----- Supplied data -----
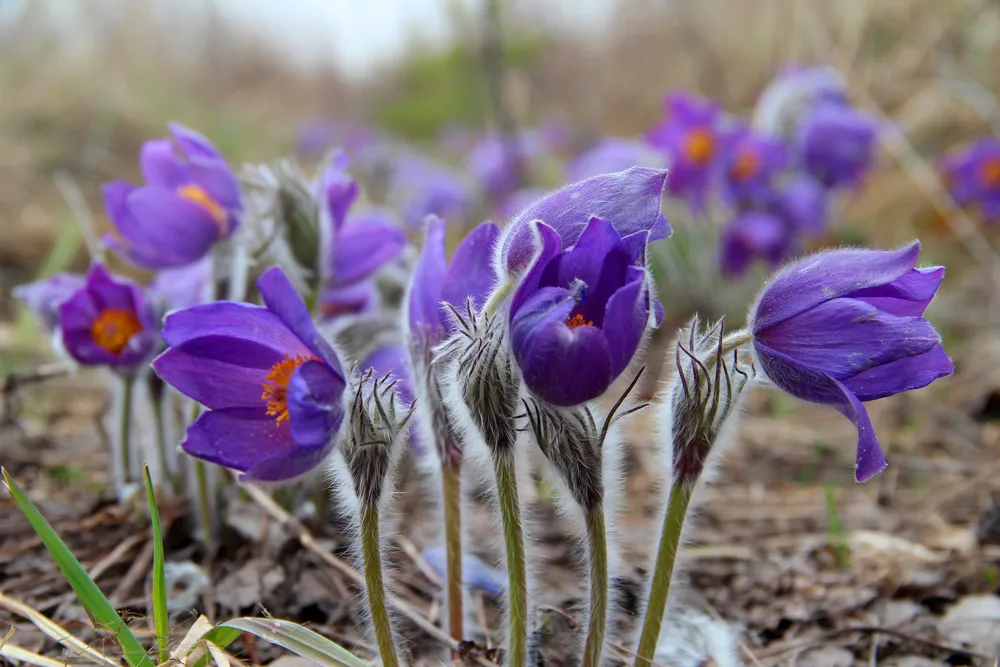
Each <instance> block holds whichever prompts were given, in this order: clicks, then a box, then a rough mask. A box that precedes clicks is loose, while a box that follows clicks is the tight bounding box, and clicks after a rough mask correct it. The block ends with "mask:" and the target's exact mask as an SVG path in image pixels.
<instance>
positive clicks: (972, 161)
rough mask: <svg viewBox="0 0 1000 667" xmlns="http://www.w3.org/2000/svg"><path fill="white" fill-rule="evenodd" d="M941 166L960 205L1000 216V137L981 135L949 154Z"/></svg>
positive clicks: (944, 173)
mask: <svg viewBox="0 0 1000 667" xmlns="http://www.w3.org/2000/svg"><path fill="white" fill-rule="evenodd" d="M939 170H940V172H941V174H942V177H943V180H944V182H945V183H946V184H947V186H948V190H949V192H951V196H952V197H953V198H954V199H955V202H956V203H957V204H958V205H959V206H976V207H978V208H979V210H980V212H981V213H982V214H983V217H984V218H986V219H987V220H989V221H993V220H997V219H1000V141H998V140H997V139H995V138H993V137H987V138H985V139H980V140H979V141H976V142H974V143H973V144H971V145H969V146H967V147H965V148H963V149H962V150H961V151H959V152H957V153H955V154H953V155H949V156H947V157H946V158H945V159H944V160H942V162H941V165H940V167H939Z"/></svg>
-----
**What is needed**: Give every line of the rows as a numbered list, starting at the beginning of the rows and ending at the line that contains "positive clicks: (972, 161)", with both ends included. Leave out blank lines and the pictures.

**Written answer**:
1. Each <instance> block holds whichever prompts were given, in this order: clicks, then a box, then a rough mask. A box that precedes clicks is loose, while a box that follows clicks is the tight bounding box, and clicks after a rough mask correct it. The block ends with "mask:" and the target's exact mask as an SVG path in image pixels.
2. <instance>
3. positive clicks: (972, 161)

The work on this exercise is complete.